— HOW TO COMPLETE THIS TASK —
Write out exactly the line containing "x=118, y=89" along with each line that follows it in the records below, and no others.

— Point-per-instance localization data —
• • •

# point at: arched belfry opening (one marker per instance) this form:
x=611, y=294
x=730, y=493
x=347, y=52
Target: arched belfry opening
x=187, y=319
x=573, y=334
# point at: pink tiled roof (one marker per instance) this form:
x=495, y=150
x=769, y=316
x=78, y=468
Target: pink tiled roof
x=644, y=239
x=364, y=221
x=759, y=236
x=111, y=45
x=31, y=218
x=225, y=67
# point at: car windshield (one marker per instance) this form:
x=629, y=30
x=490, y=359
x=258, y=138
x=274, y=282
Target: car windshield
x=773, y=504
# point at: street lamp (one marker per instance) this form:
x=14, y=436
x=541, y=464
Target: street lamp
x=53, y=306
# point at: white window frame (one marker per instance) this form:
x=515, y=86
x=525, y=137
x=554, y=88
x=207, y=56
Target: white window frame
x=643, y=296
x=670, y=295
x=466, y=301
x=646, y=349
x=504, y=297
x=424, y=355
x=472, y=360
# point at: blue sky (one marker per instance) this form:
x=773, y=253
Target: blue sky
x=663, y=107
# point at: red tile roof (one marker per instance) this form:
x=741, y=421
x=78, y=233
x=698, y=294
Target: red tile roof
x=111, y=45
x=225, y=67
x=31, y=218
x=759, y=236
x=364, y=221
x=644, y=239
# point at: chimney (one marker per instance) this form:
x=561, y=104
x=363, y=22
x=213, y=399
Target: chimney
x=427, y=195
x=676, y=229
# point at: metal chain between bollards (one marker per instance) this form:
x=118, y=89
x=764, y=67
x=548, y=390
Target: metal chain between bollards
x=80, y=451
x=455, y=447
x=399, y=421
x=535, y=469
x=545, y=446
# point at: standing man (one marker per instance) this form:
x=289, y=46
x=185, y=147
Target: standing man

• • •

— RESULT —
x=118, y=89
x=764, y=67
x=548, y=390
Target: metal chain between bollards
x=80, y=451
x=455, y=447
x=399, y=421
x=535, y=469
x=545, y=446
# point at: standing man (one marker per instance) this form:
x=289, y=46
x=185, y=147
Target: standing man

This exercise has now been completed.